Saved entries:
****************
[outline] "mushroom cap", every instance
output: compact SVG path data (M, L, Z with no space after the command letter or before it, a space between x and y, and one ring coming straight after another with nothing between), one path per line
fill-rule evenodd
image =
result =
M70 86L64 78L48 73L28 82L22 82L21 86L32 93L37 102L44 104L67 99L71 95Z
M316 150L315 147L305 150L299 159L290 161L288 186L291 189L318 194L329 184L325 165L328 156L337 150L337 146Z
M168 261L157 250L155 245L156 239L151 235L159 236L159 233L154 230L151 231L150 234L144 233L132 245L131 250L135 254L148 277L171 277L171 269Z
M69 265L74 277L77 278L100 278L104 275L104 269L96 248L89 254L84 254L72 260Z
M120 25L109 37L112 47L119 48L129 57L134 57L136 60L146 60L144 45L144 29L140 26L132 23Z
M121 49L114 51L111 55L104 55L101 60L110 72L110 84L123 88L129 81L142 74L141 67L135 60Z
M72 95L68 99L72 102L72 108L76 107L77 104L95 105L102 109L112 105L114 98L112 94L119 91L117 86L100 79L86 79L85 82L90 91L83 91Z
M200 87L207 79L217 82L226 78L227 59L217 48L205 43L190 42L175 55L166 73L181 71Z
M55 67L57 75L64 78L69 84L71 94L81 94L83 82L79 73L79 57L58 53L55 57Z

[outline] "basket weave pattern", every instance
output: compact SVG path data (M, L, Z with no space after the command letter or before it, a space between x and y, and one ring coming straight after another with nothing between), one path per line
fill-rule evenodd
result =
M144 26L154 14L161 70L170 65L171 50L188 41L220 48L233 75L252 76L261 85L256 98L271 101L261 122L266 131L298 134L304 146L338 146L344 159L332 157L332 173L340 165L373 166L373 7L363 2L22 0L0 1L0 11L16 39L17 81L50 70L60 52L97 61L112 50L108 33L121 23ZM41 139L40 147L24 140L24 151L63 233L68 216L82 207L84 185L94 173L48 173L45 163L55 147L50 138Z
****************
** WHAT IS REQUIRED **
Copy out every line from the beginning of the items through the line that contains "M55 67L57 75L64", including that line.

** FINAL RESULT **
[outline] "mushroom cap", every instance
output: compact SVG path data (M, L, Z with no space after the command letter or before it, a space between x and y, and one ring coming straight after another with nothing between), one path per line
fill-rule evenodd
image =
result =
M70 86L64 78L48 73L28 82L22 82L21 86L32 93L37 102L44 104L67 99L71 95Z
M316 150L315 147L305 150L299 159L290 161L288 186L291 189L318 194L329 184L325 165L328 156L337 150L337 146Z
M168 261L157 250L155 245L156 239L151 235L159 236L159 233L154 230L151 231L150 234L144 233L132 245L131 250L135 254L148 277L171 277L171 269Z
M69 265L74 277L77 278L100 278L104 275L104 269L96 248L89 254L84 254L72 260Z
M120 25L109 37L112 47L119 48L129 57L134 57L136 60L146 60L144 45L144 29L140 26L132 23Z
M121 49L114 51L111 55L104 55L101 60L110 72L110 84L123 88L129 81L142 74L141 67L135 60Z
M72 95L68 99L72 102L72 108L76 107L77 104L95 105L102 109L112 105L114 98L112 94L119 91L117 86L100 79L86 79L85 82L90 91L83 91Z
M200 87L207 79L217 82L226 78L227 59L217 48L205 43L190 42L175 55L166 73L181 71Z
M55 67L57 75L64 78L69 84L71 94L81 94L83 82L79 73L79 57L58 53L55 57Z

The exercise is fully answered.